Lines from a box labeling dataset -
————
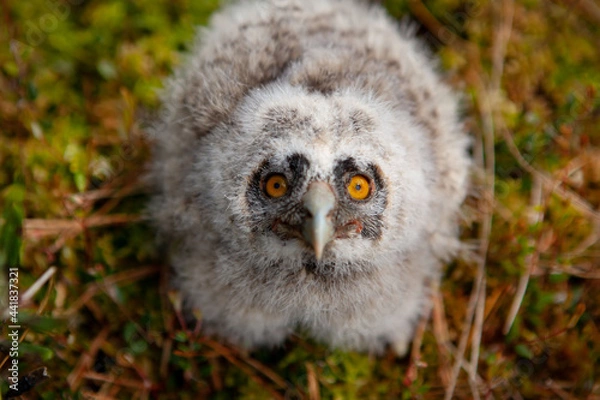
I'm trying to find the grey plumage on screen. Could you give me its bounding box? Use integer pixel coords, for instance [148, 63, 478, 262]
[150, 0, 470, 353]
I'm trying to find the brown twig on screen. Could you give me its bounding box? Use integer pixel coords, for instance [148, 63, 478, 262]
[501, 128, 600, 227]
[23, 214, 141, 239]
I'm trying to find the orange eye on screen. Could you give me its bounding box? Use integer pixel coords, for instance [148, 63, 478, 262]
[347, 175, 371, 200]
[265, 174, 287, 198]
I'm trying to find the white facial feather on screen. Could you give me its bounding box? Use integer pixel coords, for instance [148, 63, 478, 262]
[149, 0, 470, 352]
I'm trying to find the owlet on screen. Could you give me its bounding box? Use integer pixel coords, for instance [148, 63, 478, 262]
[149, 0, 470, 354]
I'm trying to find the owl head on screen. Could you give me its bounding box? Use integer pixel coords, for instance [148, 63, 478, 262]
[188, 83, 434, 274]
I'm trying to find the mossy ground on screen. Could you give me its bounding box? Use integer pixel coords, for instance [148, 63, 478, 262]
————
REQUIREMENTS -
Transcribe the lines above verbatim, beginning at the line that contains "I'm trying to find the brown" and continuing through the final line of the records.

ANSWER TO THE EXERCISE -
I'm trying to find the brown twig on screen. Could you give me its bounding box? Use integer pixel coords, for instance [148, 63, 478, 262]
[501, 128, 600, 227]
[23, 214, 141, 239]
I'm trying to find the orange eye on screen. Could you give me its bounding box? Use integer pixel coords, for instance [148, 63, 478, 262]
[347, 175, 371, 200]
[265, 174, 287, 198]
I'm trying to find the white facial feather on screen. Could you give me its bounding box? Use integer pixel coords, for instance [148, 63, 478, 262]
[149, 0, 470, 352]
I'm trying to find the owlet on screen. Could you give me its bounding box? Use integer pixel coords, for instance [148, 63, 478, 262]
[149, 0, 470, 354]
I'm trying to find the owl head on screen. Could you give me its bounding box? Use integer pixel coords, for instance [148, 63, 478, 262]
[188, 83, 434, 274]
I'm trying to find the mossy ground on screen. Could you give me its bounding box? Use integer pixel coords, for instance [148, 63, 478, 262]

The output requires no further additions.